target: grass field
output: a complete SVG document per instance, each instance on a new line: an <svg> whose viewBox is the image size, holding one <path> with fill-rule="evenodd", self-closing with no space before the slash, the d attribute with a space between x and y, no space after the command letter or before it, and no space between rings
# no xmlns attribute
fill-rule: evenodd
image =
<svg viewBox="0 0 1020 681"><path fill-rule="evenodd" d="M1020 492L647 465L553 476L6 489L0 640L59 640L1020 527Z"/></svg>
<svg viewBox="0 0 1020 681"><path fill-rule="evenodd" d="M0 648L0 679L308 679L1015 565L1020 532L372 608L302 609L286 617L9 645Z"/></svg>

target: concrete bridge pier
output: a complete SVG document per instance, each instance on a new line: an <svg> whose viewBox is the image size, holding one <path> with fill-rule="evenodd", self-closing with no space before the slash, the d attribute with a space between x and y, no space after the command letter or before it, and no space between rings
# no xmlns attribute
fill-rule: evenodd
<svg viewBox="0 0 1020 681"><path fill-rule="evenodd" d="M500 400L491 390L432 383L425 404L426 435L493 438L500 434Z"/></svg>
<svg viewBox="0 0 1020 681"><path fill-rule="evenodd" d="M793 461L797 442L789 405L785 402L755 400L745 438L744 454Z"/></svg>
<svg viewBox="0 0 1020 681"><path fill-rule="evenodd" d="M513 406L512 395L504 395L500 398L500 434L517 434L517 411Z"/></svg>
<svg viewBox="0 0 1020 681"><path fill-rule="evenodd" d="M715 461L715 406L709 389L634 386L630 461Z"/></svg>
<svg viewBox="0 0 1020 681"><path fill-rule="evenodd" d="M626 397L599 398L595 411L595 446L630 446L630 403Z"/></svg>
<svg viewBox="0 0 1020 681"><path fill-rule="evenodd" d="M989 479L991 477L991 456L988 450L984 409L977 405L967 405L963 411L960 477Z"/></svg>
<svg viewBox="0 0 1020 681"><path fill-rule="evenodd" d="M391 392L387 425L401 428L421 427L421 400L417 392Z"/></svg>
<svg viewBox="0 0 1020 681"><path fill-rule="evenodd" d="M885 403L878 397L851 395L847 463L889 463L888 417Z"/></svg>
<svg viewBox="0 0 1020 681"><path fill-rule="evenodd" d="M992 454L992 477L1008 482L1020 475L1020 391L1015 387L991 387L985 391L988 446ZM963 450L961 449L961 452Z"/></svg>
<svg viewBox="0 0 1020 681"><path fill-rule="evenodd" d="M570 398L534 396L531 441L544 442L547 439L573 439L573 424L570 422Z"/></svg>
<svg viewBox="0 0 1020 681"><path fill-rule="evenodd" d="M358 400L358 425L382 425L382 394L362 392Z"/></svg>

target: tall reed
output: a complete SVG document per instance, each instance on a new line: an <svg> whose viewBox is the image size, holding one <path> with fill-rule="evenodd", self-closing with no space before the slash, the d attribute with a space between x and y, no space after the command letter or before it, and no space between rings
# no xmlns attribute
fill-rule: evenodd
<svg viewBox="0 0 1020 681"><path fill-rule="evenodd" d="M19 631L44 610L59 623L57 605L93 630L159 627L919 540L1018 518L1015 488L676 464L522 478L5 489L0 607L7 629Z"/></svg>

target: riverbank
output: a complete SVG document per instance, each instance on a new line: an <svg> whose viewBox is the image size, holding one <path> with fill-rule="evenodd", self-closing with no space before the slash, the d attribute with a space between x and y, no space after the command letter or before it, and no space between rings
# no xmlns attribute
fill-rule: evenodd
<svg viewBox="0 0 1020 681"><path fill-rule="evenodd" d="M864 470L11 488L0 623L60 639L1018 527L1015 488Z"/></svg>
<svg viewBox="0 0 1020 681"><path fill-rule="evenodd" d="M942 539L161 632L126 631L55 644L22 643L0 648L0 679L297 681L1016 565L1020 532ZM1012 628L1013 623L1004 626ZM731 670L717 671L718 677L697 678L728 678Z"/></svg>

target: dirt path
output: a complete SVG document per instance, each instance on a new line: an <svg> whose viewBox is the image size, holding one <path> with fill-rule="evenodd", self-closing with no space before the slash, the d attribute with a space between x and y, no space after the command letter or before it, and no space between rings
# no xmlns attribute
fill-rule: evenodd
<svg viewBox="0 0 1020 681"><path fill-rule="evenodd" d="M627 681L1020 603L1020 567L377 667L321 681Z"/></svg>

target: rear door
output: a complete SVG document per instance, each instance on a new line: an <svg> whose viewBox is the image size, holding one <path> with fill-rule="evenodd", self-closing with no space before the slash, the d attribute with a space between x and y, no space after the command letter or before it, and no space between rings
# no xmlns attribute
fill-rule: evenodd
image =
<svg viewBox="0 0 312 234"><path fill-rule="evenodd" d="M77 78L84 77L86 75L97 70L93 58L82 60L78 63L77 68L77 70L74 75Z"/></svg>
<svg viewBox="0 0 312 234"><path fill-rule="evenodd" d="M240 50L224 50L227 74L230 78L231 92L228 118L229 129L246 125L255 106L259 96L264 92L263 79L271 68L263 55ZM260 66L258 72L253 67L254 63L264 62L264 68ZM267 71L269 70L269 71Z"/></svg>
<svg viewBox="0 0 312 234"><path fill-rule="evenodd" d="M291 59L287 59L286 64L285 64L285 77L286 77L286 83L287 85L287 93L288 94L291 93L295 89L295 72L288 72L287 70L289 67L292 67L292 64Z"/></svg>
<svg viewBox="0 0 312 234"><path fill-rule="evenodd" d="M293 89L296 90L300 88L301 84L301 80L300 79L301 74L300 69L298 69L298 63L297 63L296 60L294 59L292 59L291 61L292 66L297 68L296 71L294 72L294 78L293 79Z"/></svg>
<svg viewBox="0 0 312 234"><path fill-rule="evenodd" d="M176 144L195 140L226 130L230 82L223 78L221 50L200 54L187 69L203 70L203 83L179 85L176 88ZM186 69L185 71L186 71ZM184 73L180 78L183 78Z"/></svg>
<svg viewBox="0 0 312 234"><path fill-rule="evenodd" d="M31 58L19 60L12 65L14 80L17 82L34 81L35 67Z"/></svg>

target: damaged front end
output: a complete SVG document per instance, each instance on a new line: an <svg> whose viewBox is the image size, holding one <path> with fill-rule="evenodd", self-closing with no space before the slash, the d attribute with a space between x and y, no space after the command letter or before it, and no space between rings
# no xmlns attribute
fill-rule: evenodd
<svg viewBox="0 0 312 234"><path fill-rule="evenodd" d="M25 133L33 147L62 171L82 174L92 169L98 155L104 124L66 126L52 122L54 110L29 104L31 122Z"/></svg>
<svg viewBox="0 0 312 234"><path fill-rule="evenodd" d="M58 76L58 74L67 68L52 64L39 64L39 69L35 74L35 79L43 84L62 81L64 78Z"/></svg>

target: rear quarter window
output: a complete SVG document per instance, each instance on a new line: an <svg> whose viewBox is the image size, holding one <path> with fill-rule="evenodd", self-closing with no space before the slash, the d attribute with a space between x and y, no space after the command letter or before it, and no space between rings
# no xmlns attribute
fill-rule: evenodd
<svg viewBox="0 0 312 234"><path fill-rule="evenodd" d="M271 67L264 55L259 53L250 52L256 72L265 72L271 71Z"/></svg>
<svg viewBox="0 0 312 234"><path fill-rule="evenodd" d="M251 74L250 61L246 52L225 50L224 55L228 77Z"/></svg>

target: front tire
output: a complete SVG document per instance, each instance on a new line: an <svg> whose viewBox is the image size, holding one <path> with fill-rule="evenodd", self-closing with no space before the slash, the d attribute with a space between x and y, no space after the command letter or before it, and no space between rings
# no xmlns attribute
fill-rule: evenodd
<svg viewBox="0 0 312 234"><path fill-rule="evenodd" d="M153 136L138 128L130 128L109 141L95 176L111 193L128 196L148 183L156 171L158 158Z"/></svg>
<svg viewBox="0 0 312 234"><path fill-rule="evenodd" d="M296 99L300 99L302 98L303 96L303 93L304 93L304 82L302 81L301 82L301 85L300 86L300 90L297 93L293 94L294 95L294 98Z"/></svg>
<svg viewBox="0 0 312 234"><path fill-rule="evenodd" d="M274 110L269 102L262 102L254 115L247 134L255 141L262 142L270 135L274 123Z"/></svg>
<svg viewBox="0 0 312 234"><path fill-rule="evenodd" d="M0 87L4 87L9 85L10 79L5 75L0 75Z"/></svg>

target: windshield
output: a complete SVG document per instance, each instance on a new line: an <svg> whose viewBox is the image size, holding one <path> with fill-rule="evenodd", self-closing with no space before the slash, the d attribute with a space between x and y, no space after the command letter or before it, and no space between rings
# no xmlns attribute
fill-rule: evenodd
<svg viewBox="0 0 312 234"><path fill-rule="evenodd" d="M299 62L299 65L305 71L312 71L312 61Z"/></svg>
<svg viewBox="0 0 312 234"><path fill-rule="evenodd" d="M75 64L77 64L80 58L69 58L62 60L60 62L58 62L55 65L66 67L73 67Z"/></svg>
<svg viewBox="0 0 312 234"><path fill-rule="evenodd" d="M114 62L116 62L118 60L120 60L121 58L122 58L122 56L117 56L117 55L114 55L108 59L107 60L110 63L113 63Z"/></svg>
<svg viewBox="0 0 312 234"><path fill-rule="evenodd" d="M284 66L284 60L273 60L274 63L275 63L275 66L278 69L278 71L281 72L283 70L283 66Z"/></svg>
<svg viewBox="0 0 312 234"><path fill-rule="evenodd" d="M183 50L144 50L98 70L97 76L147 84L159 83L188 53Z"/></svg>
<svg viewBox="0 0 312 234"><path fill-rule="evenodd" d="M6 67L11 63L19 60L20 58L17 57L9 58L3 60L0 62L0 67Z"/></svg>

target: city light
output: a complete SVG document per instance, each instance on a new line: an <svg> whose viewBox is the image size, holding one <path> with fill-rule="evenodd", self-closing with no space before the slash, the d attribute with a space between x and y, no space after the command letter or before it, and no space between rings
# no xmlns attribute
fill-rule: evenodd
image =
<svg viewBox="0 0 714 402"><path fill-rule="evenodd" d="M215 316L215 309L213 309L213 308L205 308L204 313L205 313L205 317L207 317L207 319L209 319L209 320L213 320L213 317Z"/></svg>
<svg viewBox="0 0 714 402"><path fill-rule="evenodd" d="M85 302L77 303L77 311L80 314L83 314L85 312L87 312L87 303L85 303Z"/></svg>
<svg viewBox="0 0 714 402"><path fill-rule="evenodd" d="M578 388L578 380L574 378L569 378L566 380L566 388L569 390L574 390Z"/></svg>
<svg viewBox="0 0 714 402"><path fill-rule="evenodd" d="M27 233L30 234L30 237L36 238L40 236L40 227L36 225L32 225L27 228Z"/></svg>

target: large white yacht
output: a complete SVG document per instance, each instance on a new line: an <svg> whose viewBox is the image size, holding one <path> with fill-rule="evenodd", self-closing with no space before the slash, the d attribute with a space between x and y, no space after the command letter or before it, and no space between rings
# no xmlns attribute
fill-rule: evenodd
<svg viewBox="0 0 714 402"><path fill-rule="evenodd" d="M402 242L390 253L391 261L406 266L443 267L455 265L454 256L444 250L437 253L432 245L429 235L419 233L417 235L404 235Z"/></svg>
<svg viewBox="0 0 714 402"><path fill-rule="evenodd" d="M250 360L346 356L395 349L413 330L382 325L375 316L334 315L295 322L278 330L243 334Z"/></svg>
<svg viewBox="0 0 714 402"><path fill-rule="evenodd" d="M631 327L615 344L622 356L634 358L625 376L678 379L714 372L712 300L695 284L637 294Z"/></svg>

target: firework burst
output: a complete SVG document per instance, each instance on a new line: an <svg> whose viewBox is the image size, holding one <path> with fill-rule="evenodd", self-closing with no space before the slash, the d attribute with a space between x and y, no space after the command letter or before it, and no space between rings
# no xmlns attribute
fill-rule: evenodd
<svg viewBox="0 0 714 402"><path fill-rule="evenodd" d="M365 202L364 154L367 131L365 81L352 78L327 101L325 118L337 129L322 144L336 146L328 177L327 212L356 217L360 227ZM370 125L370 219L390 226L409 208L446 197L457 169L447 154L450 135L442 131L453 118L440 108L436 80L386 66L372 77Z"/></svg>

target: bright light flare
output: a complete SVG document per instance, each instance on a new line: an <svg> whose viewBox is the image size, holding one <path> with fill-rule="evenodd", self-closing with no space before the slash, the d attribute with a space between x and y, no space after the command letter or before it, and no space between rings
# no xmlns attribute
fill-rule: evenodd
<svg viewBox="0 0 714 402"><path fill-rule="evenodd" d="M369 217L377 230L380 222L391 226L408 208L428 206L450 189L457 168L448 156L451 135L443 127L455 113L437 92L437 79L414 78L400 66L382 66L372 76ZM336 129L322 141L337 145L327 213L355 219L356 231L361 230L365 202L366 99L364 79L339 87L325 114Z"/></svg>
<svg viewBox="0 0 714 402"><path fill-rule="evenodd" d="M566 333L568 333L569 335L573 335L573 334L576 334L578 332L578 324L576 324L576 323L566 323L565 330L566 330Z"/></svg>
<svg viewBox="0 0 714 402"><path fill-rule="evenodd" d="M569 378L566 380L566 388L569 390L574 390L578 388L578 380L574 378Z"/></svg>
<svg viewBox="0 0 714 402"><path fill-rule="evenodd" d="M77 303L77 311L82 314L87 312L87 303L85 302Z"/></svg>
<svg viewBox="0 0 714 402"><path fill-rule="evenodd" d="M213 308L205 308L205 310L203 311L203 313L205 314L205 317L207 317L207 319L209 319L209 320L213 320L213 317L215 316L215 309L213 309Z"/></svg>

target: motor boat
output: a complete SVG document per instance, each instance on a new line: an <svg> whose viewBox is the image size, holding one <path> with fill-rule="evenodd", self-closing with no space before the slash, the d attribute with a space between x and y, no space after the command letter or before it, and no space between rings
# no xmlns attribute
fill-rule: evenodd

____

**Written problem**
Exactly and exclusively, repeat the lines from the line that contains "target: motor boat" through the end of the records, both ends included.

**Exercise response**
target: motor boat
output: a complete SVG document per instance, each instance on a new line: an <svg> whose viewBox is the image size, holding one <path> with fill-rule="evenodd", self-closing with no space before the slash, the d attribute with a space between x and y, no space after the command letter or before it, and no space between rings
# no xmlns attribute
fill-rule: evenodd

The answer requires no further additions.